# Exercise instructions:
Return the entries below verbatim. Pictures stay out.
[Source records — start]
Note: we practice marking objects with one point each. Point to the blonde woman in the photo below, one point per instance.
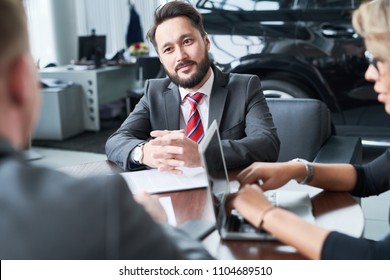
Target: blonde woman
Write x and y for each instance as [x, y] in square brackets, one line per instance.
[372, 22]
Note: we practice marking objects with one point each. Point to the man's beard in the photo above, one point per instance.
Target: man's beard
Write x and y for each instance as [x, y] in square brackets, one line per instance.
[195, 79]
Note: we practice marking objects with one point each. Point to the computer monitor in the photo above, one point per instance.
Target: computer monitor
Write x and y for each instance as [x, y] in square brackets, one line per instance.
[92, 48]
[Source records — finish]
# Task solution:
Note: we practice marking objects with one point each. Point to the blonde woman in the photo below, one point per instance.
Target: blonde woman
Write x and y for each instance as [x, y] in square brackets, one line per instance.
[372, 22]
Note: we practice marking objects with one point each. Point to the man's beard in the photo above, one point per instance.
Target: man's beard
Write x and y for each instance as [x, y] in square brackets, one line per instance.
[195, 79]
Note: we practice marking objects with one point each. Point to the computer monitor in the photo above, one point per instance.
Target: computer monitor
Write x and y for each instance as [x, y] in square brackets, one line per instance.
[92, 48]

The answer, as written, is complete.